* _Task brief_
Images in the data are to be skipped, while every line is restated exactly as written.

Saved entries

========

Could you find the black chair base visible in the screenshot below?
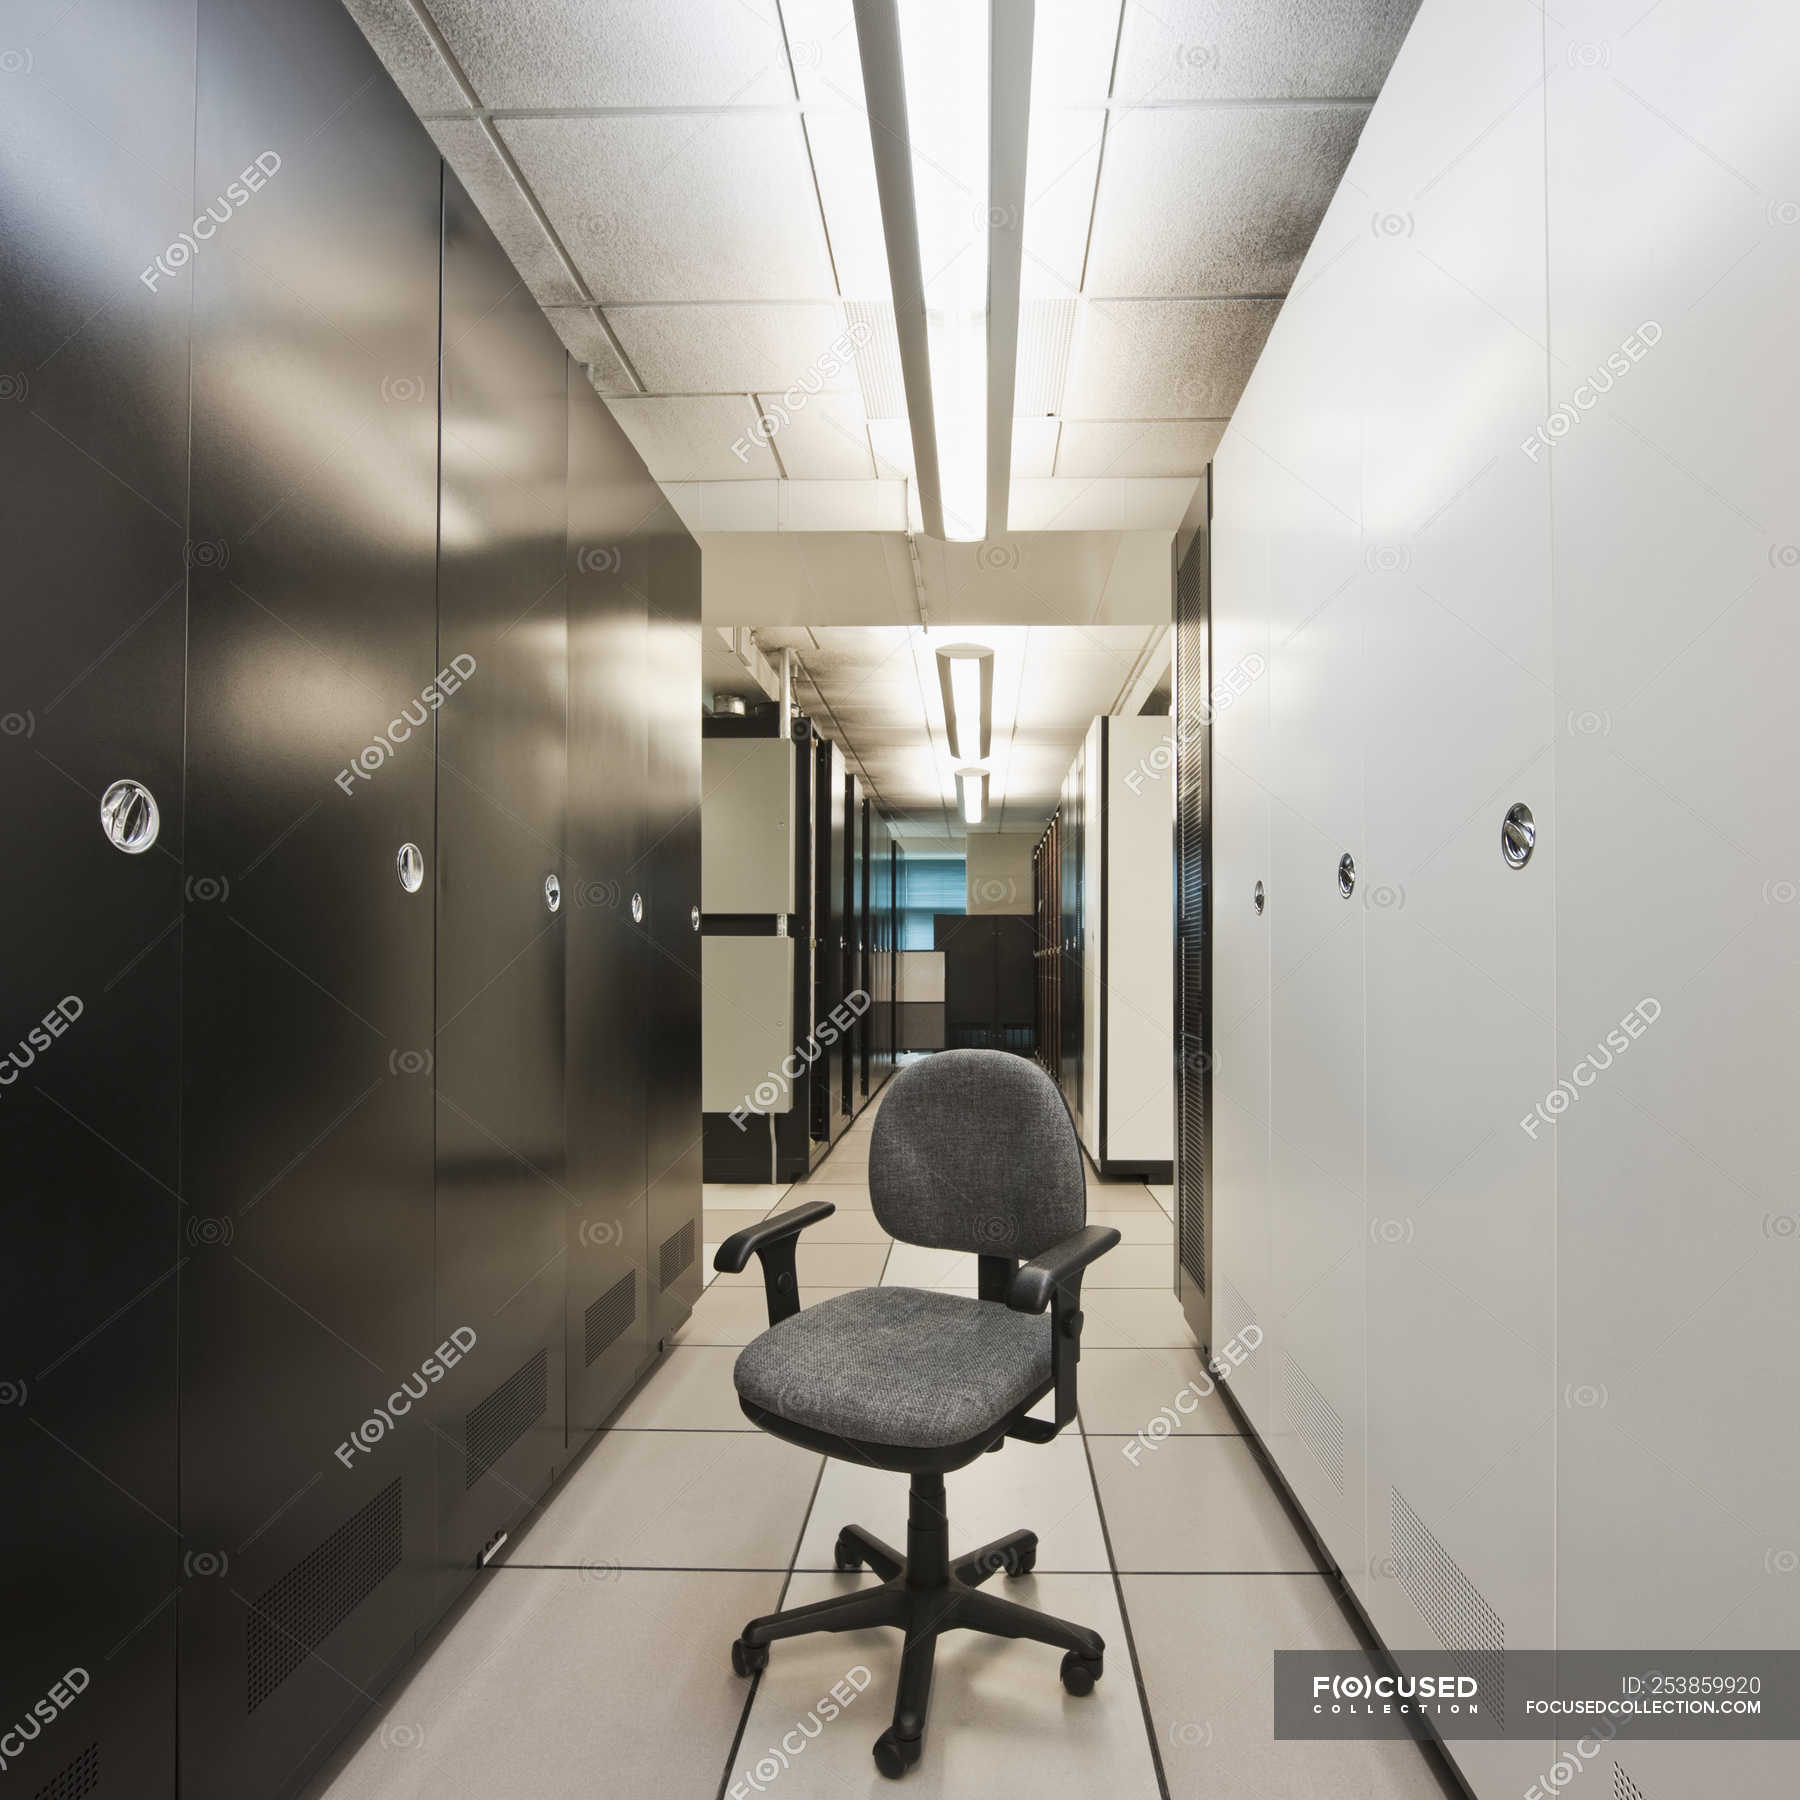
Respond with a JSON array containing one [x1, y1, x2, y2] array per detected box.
[[730, 1471, 1105, 1780]]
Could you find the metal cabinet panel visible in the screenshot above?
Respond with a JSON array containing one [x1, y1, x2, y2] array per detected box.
[[0, 2, 194, 1793], [646, 532, 702, 1340], [177, 3, 443, 1793], [816, 739, 848, 1139], [700, 739, 795, 916], [432, 169, 570, 1580], [565, 368, 654, 1436]]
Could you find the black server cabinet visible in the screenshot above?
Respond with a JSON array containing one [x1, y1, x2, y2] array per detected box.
[[844, 775, 865, 1110], [0, 3, 194, 1793], [1059, 749, 1085, 1128], [646, 532, 703, 1340], [177, 5, 444, 1795], [566, 373, 654, 1432], [432, 170, 570, 1581], [856, 794, 872, 1097]]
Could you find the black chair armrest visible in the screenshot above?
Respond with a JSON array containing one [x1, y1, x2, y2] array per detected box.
[[1003, 1224, 1121, 1441], [713, 1200, 836, 1326], [1005, 1225, 1121, 1314]]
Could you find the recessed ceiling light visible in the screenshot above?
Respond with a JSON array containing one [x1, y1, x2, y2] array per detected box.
[[956, 766, 989, 826], [935, 643, 993, 761]]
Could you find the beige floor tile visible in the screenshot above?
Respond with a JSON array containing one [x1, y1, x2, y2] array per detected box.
[[1076, 1345, 1241, 1436], [672, 1285, 854, 1346], [1079, 1286, 1202, 1348], [611, 1346, 756, 1431]]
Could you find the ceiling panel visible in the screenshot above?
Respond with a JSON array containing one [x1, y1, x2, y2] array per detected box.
[[1061, 297, 1280, 417], [1112, 0, 1421, 105], [780, 0, 866, 110], [1020, 108, 1106, 299], [865, 418, 914, 480], [1085, 104, 1370, 297], [429, 120, 584, 305], [344, 0, 469, 114], [754, 389, 874, 478], [426, 0, 791, 109], [1056, 418, 1227, 477], [801, 110, 892, 298], [1012, 419, 1062, 478], [542, 307, 637, 392], [607, 301, 853, 393], [604, 394, 775, 480], [1031, 0, 1126, 107], [1007, 476, 1198, 531], [499, 113, 837, 302]]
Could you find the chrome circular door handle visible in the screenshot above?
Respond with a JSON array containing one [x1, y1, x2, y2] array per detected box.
[[1337, 853, 1356, 899], [630, 891, 644, 924], [691, 903, 701, 932], [1501, 802, 1536, 869], [544, 872, 562, 913], [100, 778, 160, 855], [1254, 880, 1265, 915], [396, 842, 424, 893]]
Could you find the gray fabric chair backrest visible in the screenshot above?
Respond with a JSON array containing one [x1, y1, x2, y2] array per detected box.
[[869, 1050, 1086, 1260]]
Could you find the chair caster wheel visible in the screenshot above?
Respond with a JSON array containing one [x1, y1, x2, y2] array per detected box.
[[1060, 1649, 1102, 1695], [833, 1530, 863, 1572], [872, 1728, 922, 1779], [731, 1637, 769, 1677], [1003, 1538, 1037, 1577]]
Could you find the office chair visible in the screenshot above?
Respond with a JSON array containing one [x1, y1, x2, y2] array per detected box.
[[712, 1049, 1121, 1779]]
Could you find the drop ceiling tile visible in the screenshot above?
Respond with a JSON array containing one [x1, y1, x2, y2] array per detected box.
[[1056, 419, 1226, 478], [866, 418, 916, 479], [781, 481, 909, 531], [1008, 477, 1198, 531], [802, 110, 892, 297], [498, 113, 837, 302], [780, 0, 865, 108], [343, 0, 470, 114], [753, 390, 874, 478], [1022, 108, 1106, 299], [1112, 0, 1420, 106], [1012, 419, 1062, 478], [429, 120, 584, 305], [426, 0, 792, 108], [1061, 297, 1280, 418], [606, 303, 855, 395], [604, 395, 775, 480], [542, 307, 638, 392], [1032, 0, 1127, 106], [1086, 104, 1370, 296]]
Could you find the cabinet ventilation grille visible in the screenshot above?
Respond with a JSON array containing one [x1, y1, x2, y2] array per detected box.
[[584, 1271, 636, 1367], [465, 1347, 548, 1489], [33, 1744, 99, 1800], [1214, 1277, 1258, 1363], [1390, 1487, 1505, 1726], [246, 1479, 402, 1712], [659, 1220, 696, 1292], [1282, 1351, 1345, 1493], [1613, 1767, 1647, 1800]]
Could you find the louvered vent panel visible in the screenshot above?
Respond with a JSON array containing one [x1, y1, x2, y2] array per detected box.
[[246, 1479, 402, 1712], [843, 301, 905, 419], [659, 1220, 695, 1292], [584, 1270, 637, 1368], [1281, 1351, 1346, 1493], [32, 1745, 99, 1800], [1015, 298, 1077, 417], [1613, 1767, 1647, 1800], [1390, 1487, 1505, 1727], [464, 1348, 548, 1489]]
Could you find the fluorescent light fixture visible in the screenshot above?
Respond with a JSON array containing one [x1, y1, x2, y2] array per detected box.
[[956, 767, 990, 827], [893, 5, 989, 541], [934, 643, 993, 761]]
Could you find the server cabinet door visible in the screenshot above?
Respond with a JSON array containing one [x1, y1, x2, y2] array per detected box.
[[566, 372, 653, 1432], [857, 798, 873, 1095], [646, 529, 703, 1340], [433, 170, 570, 1581], [0, 3, 193, 1792], [177, 6, 442, 1794], [843, 775, 864, 1111]]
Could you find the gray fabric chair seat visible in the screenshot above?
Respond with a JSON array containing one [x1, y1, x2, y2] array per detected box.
[[734, 1287, 1054, 1450]]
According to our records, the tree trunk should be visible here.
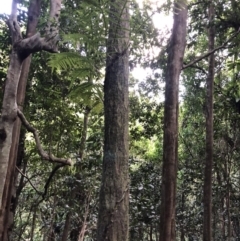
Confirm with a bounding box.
[0,0,64,239]
[180,192,185,241]
[2,1,42,239]
[203,1,214,241]
[159,1,187,241]
[61,107,90,241]
[30,207,37,241]
[79,107,91,160]
[0,46,23,241]
[61,212,71,241]
[96,0,130,240]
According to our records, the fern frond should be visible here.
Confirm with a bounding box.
[48,52,90,71]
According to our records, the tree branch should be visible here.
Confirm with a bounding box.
[16,166,42,196]
[17,32,59,58]
[42,164,65,199]
[17,109,71,165]
[9,0,61,58]
[182,28,240,70]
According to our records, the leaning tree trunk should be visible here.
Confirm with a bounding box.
[159,1,188,241]
[0,0,71,240]
[203,1,215,240]
[96,0,130,240]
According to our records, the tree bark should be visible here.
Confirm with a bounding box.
[1,1,42,239]
[159,1,187,241]
[203,1,215,241]
[0,0,65,239]
[96,0,130,240]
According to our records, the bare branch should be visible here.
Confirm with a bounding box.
[42,164,65,199]
[17,109,71,165]
[16,166,42,196]
[182,28,240,70]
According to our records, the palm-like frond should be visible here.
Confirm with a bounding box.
[69,81,103,113]
[48,52,91,71]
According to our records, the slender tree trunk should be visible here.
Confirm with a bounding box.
[226,158,231,241]
[30,207,37,241]
[79,107,91,160]
[47,230,56,241]
[203,1,214,241]
[61,107,90,241]
[180,192,185,241]
[61,212,71,241]
[150,225,153,241]
[216,165,225,239]
[159,1,187,241]
[96,0,130,240]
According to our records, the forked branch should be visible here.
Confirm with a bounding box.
[17,109,71,165]
[8,0,61,56]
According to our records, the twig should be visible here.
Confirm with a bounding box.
[182,28,240,70]
[17,109,71,165]
[16,166,43,196]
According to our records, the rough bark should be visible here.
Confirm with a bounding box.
[159,1,187,241]
[203,1,214,241]
[0,0,69,239]
[96,0,130,240]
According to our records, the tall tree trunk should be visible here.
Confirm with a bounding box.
[159,1,187,241]
[2,1,42,239]
[203,1,214,241]
[96,0,130,240]
[0,0,65,239]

========

* _Task answer_
Could you find the black chair base visible in the screenshot below?
Respond with a JSON array containing one [x1, y1, x2, y2] array per detected box.
[[730, 1471, 1105, 1780]]
Could you find the metal cabinet panel visible in the screenshot above?
Respond with a JSON array containing one [x1, y1, x2, y2] array per detected box.
[[0, 2, 194, 1793], [646, 532, 702, 1340], [177, 3, 443, 1793], [816, 739, 848, 1139], [700, 739, 795, 916], [432, 169, 570, 1580], [565, 368, 654, 1436]]
Could you find the black server cabinet visible in the screenshot above?
Respond with a JSON array containing one [x1, y1, x2, y2] array per detected box.
[[844, 775, 865, 1110], [0, 3, 194, 1793], [1059, 749, 1085, 1128], [646, 532, 703, 1340], [177, 5, 444, 1795], [566, 373, 654, 1432], [432, 170, 570, 1581], [856, 794, 872, 1097]]
Could you find the black chair armrest visible in the screenshot above?
Respond with a JSON array containing one [x1, y1, x2, y2] array per detected box.
[[1003, 1224, 1121, 1441], [713, 1200, 836, 1326], [1005, 1225, 1121, 1314]]
Could you find the recessed ceiling light visible in the screenshot above?
Respond with a JSON array containing one [x1, y1, x2, y2] array per detected box.
[[956, 766, 989, 826], [935, 643, 993, 761]]
Could you find the beige floor tile visible in the screenshot above?
Respond with a JSON array containing one [x1, y1, x2, y2] array per detected box.
[[1076, 1345, 1241, 1436], [672, 1285, 854, 1346], [1079, 1286, 1202, 1348], [611, 1346, 756, 1431]]
Could you find the ceiling panel visible in the screenshot above?
Respond with a JSON array containing one [x1, y1, x2, y2] array per detected box.
[[1061, 297, 1280, 417], [1112, 0, 1421, 105], [780, 0, 866, 110], [1020, 108, 1106, 299], [865, 418, 914, 480], [1085, 104, 1370, 297], [429, 120, 584, 305], [344, 0, 469, 114], [754, 389, 874, 478], [426, 0, 791, 109], [1056, 418, 1227, 477], [801, 110, 892, 298], [1012, 419, 1062, 478], [542, 307, 637, 392], [607, 301, 853, 393], [604, 394, 775, 480], [1031, 0, 1126, 107], [1007, 476, 1198, 531], [499, 113, 837, 302]]
Could you find the chrome circular door handle visible in the screenshot above?
Respond with a JSON array containing one [x1, y1, x2, y2] array per detected box.
[[1337, 853, 1356, 899], [630, 891, 644, 924], [691, 903, 701, 932], [1501, 802, 1536, 869], [544, 872, 562, 913], [100, 778, 160, 855], [1254, 880, 1265, 915], [396, 842, 424, 893]]
Could you find the gray fabric chair backrest visible in the screenshot above?
Respond with a JSON array containing one [x1, y1, x2, y2] array per detected box.
[[869, 1050, 1086, 1260]]
Could you find the chair caster wheel visible in the screenshot above?
Respond with a JSON array containing one [x1, y1, x2, y2] array per detected box.
[[1060, 1649, 1102, 1695], [833, 1530, 863, 1572], [872, 1728, 922, 1779], [731, 1637, 769, 1677], [1003, 1538, 1037, 1577]]
Could you find the office chair visible in the screenshot above?
Respond with a JSON array containing one [x1, y1, x2, y2] array per detected box.
[[712, 1049, 1121, 1779]]
Could you find the drop ceiling tile visible in the screenshot above?
Respond with a JSON array containing one [x1, y1, x2, y2] array per detected box.
[[1056, 419, 1226, 478], [866, 418, 916, 479], [781, 481, 909, 531], [1008, 477, 1198, 531], [802, 110, 892, 297], [498, 113, 837, 302], [780, 0, 865, 108], [343, 0, 470, 114], [753, 390, 874, 478], [1022, 108, 1106, 299], [1112, 0, 1420, 106], [1012, 419, 1062, 478], [429, 120, 584, 305], [426, 0, 792, 108], [1061, 297, 1280, 418], [606, 303, 855, 395], [604, 395, 775, 480], [542, 307, 638, 392], [1032, 0, 1127, 106], [1086, 104, 1370, 296]]
Could you find the cabinet ventilation grille visible in the screenshot above?
Respond with a JSON array containing one [x1, y1, x2, y2] array per detected box.
[[584, 1271, 636, 1367], [465, 1347, 548, 1489], [33, 1744, 99, 1800], [1214, 1277, 1258, 1363], [1390, 1487, 1505, 1726], [246, 1479, 402, 1712], [659, 1220, 696, 1292], [1282, 1351, 1345, 1493], [1613, 1767, 1647, 1800]]
Could you find the louvered vent panel visible in the screenshot above?
Respond with a JSON array containing one [x1, y1, x2, y2] array per detected box.
[[246, 1479, 402, 1712], [843, 301, 905, 419], [659, 1220, 695, 1292], [584, 1270, 637, 1368], [1281, 1351, 1346, 1493], [32, 1745, 99, 1800], [1015, 298, 1077, 417], [1613, 1767, 1647, 1800], [1390, 1487, 1505, 1727], [464, 1348, 548, 1489]]
Could you find the fluorescent light fixture visible in the screenshot above?
Respond with a JSON array containing one [x1, y1, x2, y2] array per detected box.
[[956, 767, 990, 827], [893, 5, 989, 541], [934, 643, 993, 761]]
Could you find the server cabinet door visible in the screenshot above?
Respond with a JSON array containing one [x1, y1, x2, y2] array per detected box.
[[566, 372, 653, 1432], [857, 798, 873, 1095], [646, 529, 703, 1340], [433, 170, 570, 1581], [0, 3, 193, 1792], [177, 6, 442, 1794], [843, 775, 864, 1111]]
Could you find the gray fabric chair seat visible in the screenshot above?
Respond with a JSON array containing one [x1, y1, x2, y2] array per detected box.
[[734, 1287, 1054, 1450]]
According to our records, the tree trunk should be visible here.
Confirm with a bounding box.
[0,0,64,239]
[180,192,185,241]
[2,1,42,239]
[203,1,214,241]
[159,1,187,241]
[61,107,90,241]
[30,207,37,241]
[79,107,91,160]
[0,46,23,241]
[61,212,71,241]
[96,0,130,240]
According to our records, the fern frond should be visible here.
Confirm with a bounding box.
[48,52,90,71]
According to our records, the tree branch should be visible here.
Confirm with a bounding box.
[16,166,42,196]
[17,32,59,58]
[42,164,65,199]
[17,109,71,165]
[9,0,61,58]
[182,28,240,70]
According to our records, the leaning tree trunk should be visible here.
Confirm with a bounding box.
[159,1,188,241]
[0,0,71,240]
[203,1,215,240]
[96,0,130,240]
According to our records, the tree bark should be visible here.
Confirm with a bounding box.
[1,1,42,239]
[159,1,187,241]
[203,1,215,241]
[0,0,65,239]
[96,0,130,240]
According to our records, the bare branch should be visible here.
Confirm with a bounding box.
[42,164,65,199]
[17,109,71,165]
[16,166,42,196]
[182,28,240,70]
According to our records, the palm-like frond should be visible here.
Confirm with a bounding box.
[69,81,103,113]
[48,52,91,71]
According to our records, the slender tree trunk should be visible here.
Confirm with a bounding box.
[226,158,231,241]
[30,207,37,241]
[79,107,91,160]
[47,230,56,241]
[203,1,214,241]
[61,107,90,241]
[180,192,185,241]
[61,212,71,241]
[150,225,153,241]
[216,165,225,239]
[159,1,187,241]
[96,0,130,240]
According to our records, the forked branch should be visible here.
Confirm with a bounding box.
[17,109,71,165]
[8,0,61,56]
According to our records, the twig should be visible here.
Confirm with a bounding box.
[182,28,240,70]
[17,109,71,165]
[16,166,43,196]
According to our records, the rough bark should be visible here.
Confirm with a bounding box.
[159,1,187,241]
[203,1,214,241]
[0,0,69,239]
[96,0,130,240]
According to our records, the tall tree trunk should be visible here.
Confirm with a bounding box.
[159,1,187,241]
[2,1,42,239]
[203,1,214,241]
[96,0,130,240]
[0,0,65,239]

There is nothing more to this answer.